2011-10-13 11:30:21 来源:天下为公 浏览:4932

An HIV carrier, rejected for a position as a primary school teacher, launched a lawsuit against local authorities in Guizhou Province for employment discrimination Wednesday.

The candidate, giving the name Xiaohai, was told by the Human Resources and Social Security Bureau in Sandu Shui Autonomous County that he was not hired as a teacher on April 3 this year because he carried the HIV. He was also told he passed the written test and interview.

An officer surnamed Wei at the county bureau told the Global Times that the bureau refused to hire Xiaohai because the physical test standard for civil servants indicates people with HIV/AIDS cannot be hired.

Chen Wensheng, Xiaohai's attorney at Qiance Law Firm in Guizhou Province, submitted the indictment against the county government and the human resources and social security bureau to the intermediate people's court in Qiannan Buyi and Miao Autonomous Prefecture Wednesday afternoon.

"First we require the court to confirm that the rejection of Xiaohai is employment discrimination and illegal, and get them to repeal the rejection," said Chen. "Secondly, we request the court make authorities reconsider whether Xiaohai can be hired as teacher, as their basis for the refusal is against law."

According to Chen, all citizens in China have the right and obligation to work. Also, the Employment Promotion Law implemented in 2008 formulated in the 30th article that employers may not refuse applicants because they carry an infectious disease.

Moreover, Chen said, the Law on Prevention and Treatment of Infectious Diseases, and AIDS Prevention and Control Regulations dictate employers must not discriminate against AIDS patients or HIV carriers. And the regulations also stressed AIDS patients and HIV carriers are protected by law in regards to marriage and employment.

The physical standards test is a must for many public sector jobs and Chen said it's a major fault in the system.
Chen told the Global Times that, although he cannot guarantee victory for Xiaohai, their effort may play a part in strengthening laws to protect AIDS/HIV infected people.

"In fact, I don't think HIV carriers are not suited to be teachers," said Wei. "But we are just doing what the standard says."

(Saved entries)
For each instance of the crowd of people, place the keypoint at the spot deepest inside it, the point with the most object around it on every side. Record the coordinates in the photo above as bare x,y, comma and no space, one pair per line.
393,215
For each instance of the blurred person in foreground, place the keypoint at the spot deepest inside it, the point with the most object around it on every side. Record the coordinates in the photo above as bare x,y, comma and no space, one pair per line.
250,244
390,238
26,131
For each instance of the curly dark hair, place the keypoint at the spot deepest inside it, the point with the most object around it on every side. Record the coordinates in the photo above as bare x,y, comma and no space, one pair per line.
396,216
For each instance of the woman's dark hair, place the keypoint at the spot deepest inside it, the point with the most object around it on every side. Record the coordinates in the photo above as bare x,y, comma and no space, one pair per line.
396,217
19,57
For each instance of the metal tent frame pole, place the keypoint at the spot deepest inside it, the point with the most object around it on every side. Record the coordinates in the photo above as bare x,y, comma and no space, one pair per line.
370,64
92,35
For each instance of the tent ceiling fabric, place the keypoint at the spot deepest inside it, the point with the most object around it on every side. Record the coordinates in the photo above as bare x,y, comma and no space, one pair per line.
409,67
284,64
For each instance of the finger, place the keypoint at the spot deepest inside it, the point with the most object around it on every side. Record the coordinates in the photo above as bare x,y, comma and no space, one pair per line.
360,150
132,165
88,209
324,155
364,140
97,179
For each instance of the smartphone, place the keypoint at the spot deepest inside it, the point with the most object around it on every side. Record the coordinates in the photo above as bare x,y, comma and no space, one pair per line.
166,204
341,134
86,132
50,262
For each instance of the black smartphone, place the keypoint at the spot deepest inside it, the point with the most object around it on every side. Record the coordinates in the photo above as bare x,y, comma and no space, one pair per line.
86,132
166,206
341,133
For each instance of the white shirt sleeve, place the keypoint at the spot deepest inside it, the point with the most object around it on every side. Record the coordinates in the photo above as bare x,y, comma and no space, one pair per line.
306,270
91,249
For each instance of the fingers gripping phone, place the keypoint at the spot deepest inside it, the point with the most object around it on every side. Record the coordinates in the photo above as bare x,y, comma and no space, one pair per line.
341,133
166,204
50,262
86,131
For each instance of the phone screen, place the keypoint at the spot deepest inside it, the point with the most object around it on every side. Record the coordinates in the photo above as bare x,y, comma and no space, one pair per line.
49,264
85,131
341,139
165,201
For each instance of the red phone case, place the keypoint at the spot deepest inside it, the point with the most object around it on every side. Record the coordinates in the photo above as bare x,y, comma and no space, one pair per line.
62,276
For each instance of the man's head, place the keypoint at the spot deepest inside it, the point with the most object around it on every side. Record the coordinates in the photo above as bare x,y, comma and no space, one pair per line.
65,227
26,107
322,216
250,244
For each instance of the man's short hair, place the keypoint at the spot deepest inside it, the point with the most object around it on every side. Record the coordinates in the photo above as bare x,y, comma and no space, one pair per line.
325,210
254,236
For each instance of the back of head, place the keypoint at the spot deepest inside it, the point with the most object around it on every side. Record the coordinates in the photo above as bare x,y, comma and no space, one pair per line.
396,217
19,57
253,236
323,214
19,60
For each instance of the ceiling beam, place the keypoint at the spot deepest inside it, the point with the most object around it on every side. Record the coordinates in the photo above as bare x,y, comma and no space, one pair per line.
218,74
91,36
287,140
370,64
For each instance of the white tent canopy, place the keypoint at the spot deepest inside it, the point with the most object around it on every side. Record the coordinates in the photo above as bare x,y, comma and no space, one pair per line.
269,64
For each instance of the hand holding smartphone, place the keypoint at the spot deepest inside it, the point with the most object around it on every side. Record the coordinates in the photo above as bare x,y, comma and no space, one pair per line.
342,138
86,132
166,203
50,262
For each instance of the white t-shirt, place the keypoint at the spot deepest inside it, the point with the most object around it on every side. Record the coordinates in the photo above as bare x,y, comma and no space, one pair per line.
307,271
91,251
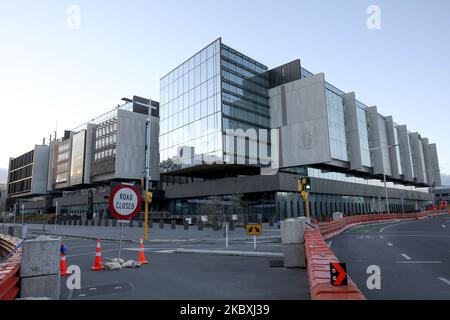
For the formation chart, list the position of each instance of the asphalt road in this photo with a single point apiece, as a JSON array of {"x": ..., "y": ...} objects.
[
  {"x": 181, "y": 276},
  {"x": 413, "y": 256}
]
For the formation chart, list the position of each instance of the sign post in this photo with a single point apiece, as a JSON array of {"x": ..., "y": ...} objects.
[
  {"x": 254, "y": 229},
  {"x": 124, "y": 203}
]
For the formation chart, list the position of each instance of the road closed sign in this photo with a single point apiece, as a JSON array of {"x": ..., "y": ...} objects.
[{"x": 125, "y": 201}]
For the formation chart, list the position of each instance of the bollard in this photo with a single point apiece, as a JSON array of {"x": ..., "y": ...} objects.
[
  {"x": 292, "y": 238},
  {"x": 39, "y": 269}
]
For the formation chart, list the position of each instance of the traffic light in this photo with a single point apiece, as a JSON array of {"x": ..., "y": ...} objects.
[
  {"x": 304, "y": 184},
  {"x": 307, "y": 183}
]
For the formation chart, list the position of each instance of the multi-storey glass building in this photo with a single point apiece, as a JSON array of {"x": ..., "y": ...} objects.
[{"x": 344, "y": 145}]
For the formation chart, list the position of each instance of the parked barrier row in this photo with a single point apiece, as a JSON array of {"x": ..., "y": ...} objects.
[
  {"x": 319, "y": 256},
  {"x": 331, "y": 229},
  {"x": 9, "y": 269}
]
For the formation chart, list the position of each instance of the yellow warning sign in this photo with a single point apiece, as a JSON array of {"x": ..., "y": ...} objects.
[{"x": 254, "y": 229}]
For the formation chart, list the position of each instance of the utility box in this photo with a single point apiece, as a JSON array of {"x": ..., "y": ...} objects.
[
  {"x": 39, "y": 270},
  {"x": 338, "y": 216},
  {"x": 293, "y": 240}
]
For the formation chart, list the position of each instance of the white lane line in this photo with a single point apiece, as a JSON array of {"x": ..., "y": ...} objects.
[
  {"x": 405, "y": 256},
  {"x": 419, "y": 262},
  {"x": 396, "y": 224},
  {"x": 445, "y": 281},
  {"x": 165, "y": 251},
  {"x": 89, "y": 253}
]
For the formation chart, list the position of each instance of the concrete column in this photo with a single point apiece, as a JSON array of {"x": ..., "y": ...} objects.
[
  {"x": 418, "y": 157},
  {"x": 351, "y": 123},
  {"x": 436, "y": 173},
  {"x": 405, "y": 153},
  {"x": 39, "y": 270},
  {"x": 427, "y": 158},
  {"x": 292, "y": 238},
  {"x": 392, "y": 151}
]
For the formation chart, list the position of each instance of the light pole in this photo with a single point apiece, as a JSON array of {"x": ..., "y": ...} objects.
[
  {"x": 148, "y": 177},
  {"x": 56, "y": 214},
  {"x": 384, "y": 175}
]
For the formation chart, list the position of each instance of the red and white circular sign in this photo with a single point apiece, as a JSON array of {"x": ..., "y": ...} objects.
[{"x": 125, "y": 201}]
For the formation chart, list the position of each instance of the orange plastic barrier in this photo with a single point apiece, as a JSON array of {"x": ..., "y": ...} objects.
[
  {"x": 319, "y": 256},
  {"x": 9, "y": 269}
]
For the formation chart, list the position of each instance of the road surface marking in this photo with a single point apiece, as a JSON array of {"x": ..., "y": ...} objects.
[
  {"x": 90, "y": 253},
  {"x": 419, "y": 262},
  {"x": 396, "y": 224},
  {"x": 445, "y": 281},
  {"x": 165, "y": 251}
]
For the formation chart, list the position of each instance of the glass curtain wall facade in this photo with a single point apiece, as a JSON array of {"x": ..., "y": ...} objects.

Check your understanding —
A. In the article on the HIV discrimination lawsuit, write out the passage starting with "An officer surnamed" and going on through "cannot be hired.", substituting "health screening standard" for "physical test standard".
B. Summarize the article on the HIV discrimination lawsuit in two sentences.

Answers by task —
A.
An officer surnamed Wei at the county bureau told the Global Times that the bureau refused to hire Xiaohai because the health screening standard for civil servants indicates people with HIV/AIDS cannot be hired.

B. An HIV carrier called Xiaohai sued local authorities in Guizhou Province for employment discrimination after the county bureau rejected him as a primary school teacher because he carried HIV, even though he had passed the written test and interview. His attorney, Chen Wensheng, asked the court to confirm that the rejection was illegal discrimination and to make the authorities reconsider hiring him, citing laws that forbid employers to refuse applicants because they carry an infectious disease.